**Written task:** Count the lines of the listing that contain the string "positive", matching case exactly. Give only the number.

______________________________

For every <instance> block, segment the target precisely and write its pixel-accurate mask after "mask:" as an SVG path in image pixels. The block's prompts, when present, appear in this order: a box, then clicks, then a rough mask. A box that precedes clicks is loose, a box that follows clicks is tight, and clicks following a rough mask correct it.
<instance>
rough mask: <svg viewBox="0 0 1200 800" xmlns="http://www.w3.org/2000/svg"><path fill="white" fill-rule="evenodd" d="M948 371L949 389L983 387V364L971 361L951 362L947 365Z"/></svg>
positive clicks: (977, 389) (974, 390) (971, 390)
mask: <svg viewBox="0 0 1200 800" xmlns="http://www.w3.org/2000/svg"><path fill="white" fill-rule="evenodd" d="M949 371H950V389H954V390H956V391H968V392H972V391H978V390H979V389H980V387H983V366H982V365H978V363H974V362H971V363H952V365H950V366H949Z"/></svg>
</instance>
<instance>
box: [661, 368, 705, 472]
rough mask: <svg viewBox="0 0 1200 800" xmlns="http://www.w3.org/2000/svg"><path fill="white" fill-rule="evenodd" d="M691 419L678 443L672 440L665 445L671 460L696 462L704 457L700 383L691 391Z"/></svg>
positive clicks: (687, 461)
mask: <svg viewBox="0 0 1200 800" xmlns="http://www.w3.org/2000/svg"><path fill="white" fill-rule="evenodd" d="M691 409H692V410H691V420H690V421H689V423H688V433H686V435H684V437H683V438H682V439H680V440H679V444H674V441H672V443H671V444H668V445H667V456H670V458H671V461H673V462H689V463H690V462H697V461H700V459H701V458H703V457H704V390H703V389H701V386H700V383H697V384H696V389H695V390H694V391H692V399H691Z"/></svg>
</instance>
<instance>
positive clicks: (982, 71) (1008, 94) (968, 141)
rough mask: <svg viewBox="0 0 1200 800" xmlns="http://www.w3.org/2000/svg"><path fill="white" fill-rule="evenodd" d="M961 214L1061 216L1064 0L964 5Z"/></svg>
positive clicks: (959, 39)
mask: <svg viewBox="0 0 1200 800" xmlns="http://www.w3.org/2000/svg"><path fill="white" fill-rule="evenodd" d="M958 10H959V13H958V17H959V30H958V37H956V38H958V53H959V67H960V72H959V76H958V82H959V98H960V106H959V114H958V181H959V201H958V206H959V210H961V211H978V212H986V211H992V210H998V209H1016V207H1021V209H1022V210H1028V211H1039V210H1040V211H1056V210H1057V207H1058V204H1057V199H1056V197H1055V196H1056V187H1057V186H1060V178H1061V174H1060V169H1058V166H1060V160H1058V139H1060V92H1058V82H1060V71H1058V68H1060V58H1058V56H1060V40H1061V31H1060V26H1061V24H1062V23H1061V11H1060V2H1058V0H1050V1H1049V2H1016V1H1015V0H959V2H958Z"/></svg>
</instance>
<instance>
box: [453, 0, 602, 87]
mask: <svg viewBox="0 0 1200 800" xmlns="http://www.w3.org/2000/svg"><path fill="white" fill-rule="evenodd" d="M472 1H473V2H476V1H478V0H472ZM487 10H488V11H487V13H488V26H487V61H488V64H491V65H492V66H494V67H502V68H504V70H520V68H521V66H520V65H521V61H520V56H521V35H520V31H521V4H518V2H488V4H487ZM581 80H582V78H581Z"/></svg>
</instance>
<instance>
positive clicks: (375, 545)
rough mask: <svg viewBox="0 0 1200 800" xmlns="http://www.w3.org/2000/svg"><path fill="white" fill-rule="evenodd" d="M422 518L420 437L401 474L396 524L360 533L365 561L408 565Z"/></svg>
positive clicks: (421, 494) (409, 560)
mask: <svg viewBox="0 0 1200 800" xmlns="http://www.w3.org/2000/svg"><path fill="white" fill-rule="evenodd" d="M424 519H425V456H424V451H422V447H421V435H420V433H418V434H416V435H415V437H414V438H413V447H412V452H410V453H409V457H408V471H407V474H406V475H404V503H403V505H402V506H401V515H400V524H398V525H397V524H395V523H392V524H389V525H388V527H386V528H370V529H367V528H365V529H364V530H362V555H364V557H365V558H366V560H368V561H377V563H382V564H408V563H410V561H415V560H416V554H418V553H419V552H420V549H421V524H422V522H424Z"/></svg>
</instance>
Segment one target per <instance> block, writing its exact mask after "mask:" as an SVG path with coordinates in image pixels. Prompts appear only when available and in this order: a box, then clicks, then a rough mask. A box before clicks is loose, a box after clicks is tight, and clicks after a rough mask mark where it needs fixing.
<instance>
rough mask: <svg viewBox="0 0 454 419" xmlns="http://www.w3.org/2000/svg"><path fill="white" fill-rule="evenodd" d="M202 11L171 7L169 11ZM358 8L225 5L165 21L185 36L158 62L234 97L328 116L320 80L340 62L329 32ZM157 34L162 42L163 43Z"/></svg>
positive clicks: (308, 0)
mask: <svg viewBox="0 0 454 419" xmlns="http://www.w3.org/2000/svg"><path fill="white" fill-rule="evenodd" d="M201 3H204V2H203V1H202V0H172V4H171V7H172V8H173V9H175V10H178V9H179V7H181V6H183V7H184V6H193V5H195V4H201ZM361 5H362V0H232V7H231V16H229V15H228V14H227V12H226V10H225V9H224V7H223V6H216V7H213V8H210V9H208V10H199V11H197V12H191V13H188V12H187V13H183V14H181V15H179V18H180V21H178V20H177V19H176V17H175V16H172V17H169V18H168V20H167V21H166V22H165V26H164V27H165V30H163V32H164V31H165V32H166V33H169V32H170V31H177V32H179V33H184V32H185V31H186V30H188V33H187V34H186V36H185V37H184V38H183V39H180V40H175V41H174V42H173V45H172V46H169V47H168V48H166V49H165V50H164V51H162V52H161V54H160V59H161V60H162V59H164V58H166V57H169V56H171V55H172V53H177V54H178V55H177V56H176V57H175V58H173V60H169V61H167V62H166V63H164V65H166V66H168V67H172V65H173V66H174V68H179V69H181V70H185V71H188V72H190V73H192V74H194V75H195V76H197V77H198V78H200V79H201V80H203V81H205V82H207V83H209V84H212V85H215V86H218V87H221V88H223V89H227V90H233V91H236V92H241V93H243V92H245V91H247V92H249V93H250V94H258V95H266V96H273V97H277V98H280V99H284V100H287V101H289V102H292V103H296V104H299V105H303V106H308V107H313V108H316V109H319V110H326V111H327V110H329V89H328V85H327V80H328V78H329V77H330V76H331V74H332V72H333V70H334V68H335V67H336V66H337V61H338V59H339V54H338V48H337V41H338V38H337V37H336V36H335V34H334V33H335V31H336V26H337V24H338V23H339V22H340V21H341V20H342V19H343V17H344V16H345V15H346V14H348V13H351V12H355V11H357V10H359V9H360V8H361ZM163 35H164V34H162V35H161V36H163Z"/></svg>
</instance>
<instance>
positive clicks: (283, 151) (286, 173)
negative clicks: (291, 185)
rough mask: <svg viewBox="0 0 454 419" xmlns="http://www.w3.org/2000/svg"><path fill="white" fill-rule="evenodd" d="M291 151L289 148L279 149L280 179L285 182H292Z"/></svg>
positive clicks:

______________________________

**Task answer:** 9